From: Philippe Verdy (verdy_p@wanadoo.fr)
Date: Sat Nov 08 2003 - 20:15:13 EST
I'm curious about what name you would give to it.
The name COMBINING CHARACTER JOINER is already used...
In all our discussions we should have used the term "starter" (instead of
just "base character" which is ambiguous) for any characters of combining
class 0 and which include:
Base characters (includes conjoining characters):
letter, syllable or ideograph (gc=L*),
number (gc=N*),
punctuation (gc=P*),
symbol (gc=S*),
space (gc=Zs)
agreed private use characters (gc=Co and private agreement)
Starter Combining characters:
(gc=M* and CC=0) such as CGJ
Controls:
(gc=C* except Co),
Text separators:
(gc=Zl, Zp)
Unknown private use characters:
(gc=Co and no private agreement)
For other characters with combining class > 0, we should have used the term
"non-starter", not the term "combining character" which may or may not be a
"starter".
It is clear however that we made a distinction between "combining sequences"
(made of a unique starter and optionally followed by non-starters) and
"grapheme clusters" (which are made of one or more combining sequences). For
example, the (hypothetic) encoded text:
<ALEF, ZWJ, LAMED, VAV, VS1, HOLAM, NUN, METEG, CGJ, HATAF PATAH>
is made of 7 "combining sequences":
<ALEF>,
<ZWJ>,
<LAMED,
<VAV>,
<VS1, HOLAM>,
<NUN, HATAF PATAH>,
<CGJ, METEG>
(where the starters are VAV, VS1, NUN, CGJ),
and 3 "grapheme clusters":
<ALEF, ZWJ, LAMED,
<VAV, VS1, HOLAM>,
<NUN, HATAF PATAH, CGJ, METEG>
(ZWJ is a format control and ignored in the determination of grapheme
cluster boundaries).

SHORT TASK: Quote the part of the post on Unicode starters that opens with the words containing "agreed private use" and closes with "no private agreement)".

COLLECTED DATA:

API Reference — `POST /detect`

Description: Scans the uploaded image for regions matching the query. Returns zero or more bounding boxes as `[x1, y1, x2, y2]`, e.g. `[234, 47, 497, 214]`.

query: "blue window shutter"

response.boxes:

FINISHED ANSWER:
agreed private use characters (gc=Co and private agreement)
Starter Combining characters:
(gc=M* and CC=0) such as CGJ
Controls:
(gc=C* except Co),
Text separators:
(gc=Zl, Zp)
Unknown private use characters:
(gc=Co and no private agreement)